[Selected excerpt — start]

@Starcup
*I think you are making a mistake to think that the virus spreading freely won't harm the lives of the majority. That's what it comes down to.*
@eeeyoresmiles
It won’t harm the lives of the majority.
That's only true if you only include individual medical harm from the illness itself. It's not true if you include the harm caused by lots of people being ill at once. I think you're underestimating that harm.
The effects on society of this illness spreading fast and uncontrolled are not a million miles from the effects of lockdown. With both, you've got the NHS unable to carry out all the non-covid care they need to. Businesses and the economy can't function normally. Education is disrupted. Tourism and hospitality are screwed (as is a lot of foreign travel). It isn't something we wouldn't notice - hospitals would have wards filling up again with people (many vital people in the workforce), more businesses would close due to sickness, schools would have to send people home due to lack of staff.
If you could guarantee we'd all get the illness neatly one by one and not all at once, then you could judge what to do based only on the effects on most individuals. But the effects of lots of people being ill at once are far greater than that, for the whole of society. That's the thing constraining what we can do now, far more than the effects of the disease on vulnerable people or those actually likely to die.

[Selected excerpt — finish]

Problems and tasks:
A - In the post about the virus spreading freely, which two sectors are described as "screwed"?
B - Carry on the post about the virus spreading freely from where it stops.

[Records supplied — start]

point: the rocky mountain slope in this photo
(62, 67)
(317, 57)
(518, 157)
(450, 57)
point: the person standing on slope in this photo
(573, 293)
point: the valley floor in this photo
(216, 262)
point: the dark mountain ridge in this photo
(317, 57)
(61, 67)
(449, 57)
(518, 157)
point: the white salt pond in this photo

[Records supplied — finish]

Task answers:
A - Tourism and hospitality.

B -
Even covid itself will be worse for people if many people are ill at once because it has a high hospitalisation rate - if hospital care isn't there because too many people are ill at once, then the death rate will go up.
Even if we knew there would never be a vaccine, we'd still have to allow the disease to spread slowly rather than quickly, as letting it spread quickly gives all the problems of lots of people being ill at once.
In effect that's what we're doing by trying to get back to some kind of normal with social distancing, hygiene, testing and tracking. Lockdown cause a big slow down in cases and now we're switching to other methods (including limiting mixing in schools and trying to make it safer) to keep cases low and stop them going up again.
If we abandon all those measures and let the disease spread fast, based on the idea that most people aren't medically in danger of death from the disease, the majority will still be harmed - not all from the disease itself, but in all sorts of other ways.